■ ASSIGNMENT ■
Your answer should contain every line of the records, transcribed word for word.

-------- RECORD EXTRACTS --------

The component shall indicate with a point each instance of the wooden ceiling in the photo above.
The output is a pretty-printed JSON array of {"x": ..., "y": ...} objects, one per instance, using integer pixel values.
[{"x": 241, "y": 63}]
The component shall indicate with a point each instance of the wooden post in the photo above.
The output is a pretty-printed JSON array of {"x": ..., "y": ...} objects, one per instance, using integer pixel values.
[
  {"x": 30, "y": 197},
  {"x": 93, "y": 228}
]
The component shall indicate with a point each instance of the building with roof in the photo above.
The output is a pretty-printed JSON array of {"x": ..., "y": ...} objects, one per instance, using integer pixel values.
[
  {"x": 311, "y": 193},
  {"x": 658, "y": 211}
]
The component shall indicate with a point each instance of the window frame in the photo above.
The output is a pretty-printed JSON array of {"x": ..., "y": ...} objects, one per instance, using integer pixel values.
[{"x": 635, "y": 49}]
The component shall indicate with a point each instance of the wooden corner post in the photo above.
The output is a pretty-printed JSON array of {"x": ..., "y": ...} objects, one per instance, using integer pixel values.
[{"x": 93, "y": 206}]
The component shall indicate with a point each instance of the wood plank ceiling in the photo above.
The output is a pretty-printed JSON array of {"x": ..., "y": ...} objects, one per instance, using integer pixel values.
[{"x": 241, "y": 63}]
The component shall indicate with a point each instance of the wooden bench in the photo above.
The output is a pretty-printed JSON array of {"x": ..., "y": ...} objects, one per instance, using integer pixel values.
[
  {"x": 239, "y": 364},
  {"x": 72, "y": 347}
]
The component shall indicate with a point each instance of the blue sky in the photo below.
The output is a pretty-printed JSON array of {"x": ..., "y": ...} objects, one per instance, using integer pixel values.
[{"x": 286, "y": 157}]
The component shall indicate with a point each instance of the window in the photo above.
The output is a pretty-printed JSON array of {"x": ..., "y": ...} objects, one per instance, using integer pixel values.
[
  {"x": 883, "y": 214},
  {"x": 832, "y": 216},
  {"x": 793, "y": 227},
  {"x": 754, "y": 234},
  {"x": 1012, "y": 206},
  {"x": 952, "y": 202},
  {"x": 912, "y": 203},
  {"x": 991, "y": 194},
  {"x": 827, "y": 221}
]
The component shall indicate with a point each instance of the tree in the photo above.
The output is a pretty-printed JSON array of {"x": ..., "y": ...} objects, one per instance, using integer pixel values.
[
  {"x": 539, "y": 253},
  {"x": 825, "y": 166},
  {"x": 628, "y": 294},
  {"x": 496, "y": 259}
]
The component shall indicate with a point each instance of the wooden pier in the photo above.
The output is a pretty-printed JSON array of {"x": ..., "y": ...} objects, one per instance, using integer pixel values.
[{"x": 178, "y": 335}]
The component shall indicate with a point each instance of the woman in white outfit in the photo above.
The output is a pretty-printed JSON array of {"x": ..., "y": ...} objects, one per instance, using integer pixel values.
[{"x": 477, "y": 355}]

--------

■ ANSWER BELOW ■
The component shall indicate with a point each instance of the wooden ceiling in the photo above.
The output is a pretty-printed JSON array of {"x": ..., "y": ...} objects, one per instance, using integer pixel values.
[{"x": 241, "y": 63}]
The component shall indicate with a point each instance of the wooden post in the photo above.
The output is a pretty-printed JSON array of {"x": ..., "y": ...} objects, one per instance, using integer pixel values.
[
  {"x": 30, "y": 197},
  {"x": 93, "y": 228}
]
The component shall indicate with a point each instance of the building with roof in the photo above.
The output is a pretty-printed JSON array of {"x": ..., "y": ...} objects, one per instance, using integer pixel values.
[
  {"x": 311, "y": 193},
  {"x": 658, "y": 211}
]
The component shall indicate with a point each instance of the window frame in the photo above.
The output is a pretty-printed JSON array of {"x": ..., "y": ...} objects, one per instance, using integer pixel values.
[{"x": 635, "y": 49}]
The component shall indicate with a point each instance of the wooden corner post in the photo above.
The output is a pretty-printed JSON array of {"x": ..., "y": ...} objects, one per instance, using integer pixel values.
[{"x": 93, "y": 206}]
The component shall indicate with a point each instance of the wood plank ceiling in the photo above.
The output is a pretty-printed JSON array of {"x": ..., "y": ...} objects, one per instance, using integer pixel values.
[{"x": 241, "y": 63}]
The component shall indicate with a point each instance of the wooden bench in the photo above.
The output is a pretty-printed JSON array of {"x": ..., "y": ...} objects, one per instance, using integer pixel values.
[
  {"x": 239, "y": 364},
  {"x": 72, "y": 347}
]
The component shall indicate with a point each instance of the blue sky in the photo below.
The output is a pretty-printed JSON array of {"x": ..., "y": ...} objects, one per instance, using integer pixel values.
[{"x": 286, "y": 157}]
The component shall indicate with a point each instance of the window in the photo above.
The output is a pretty-printed JSON array of {"x": ..., "y": ...} objects, one per instance, using integer pixel values.
[
  {"x": 883, "y": 214},
  {"x": 832, "y": 216},
  {"x": 793, "y": 227},
  {"x": 754, "y": 234},
  {"x": 1012, "y": 206},
  {"x": 952, "y": 202},
  {"x": 912, "y": 203},
  {"x": 991, "y": 194},
  {"x": 827, "y": 221}
]
The component shall indicate with a point each instance of the tree in the photo above.
The output is a pretty-printed JSON array of {"x": ..., "y": ...} objects, one per instance, using integer pixel values.
[
  {"x": 539, "y": 253},
  {"x": 825, "y": 166},
  {"x": 628, "y": 294},
  {"x": 496, "y": 259}
]
The component shall indicate with a point each instance of the wooden pier in the photo above.
The output is a pretty-printed JSON array of {"x": ..., "y": ...} objects, one per instance, using integer pixel values.
[{"x": 178, "y": 335}]
The component shall indicate with a point each instance of the woman in white outfit in the photo above.
The output is a pretty-printed JSON array of {"x": ..., "y": ...} objects, one per instance, using integer pixel values.
[{"x": 477, "y": 355}]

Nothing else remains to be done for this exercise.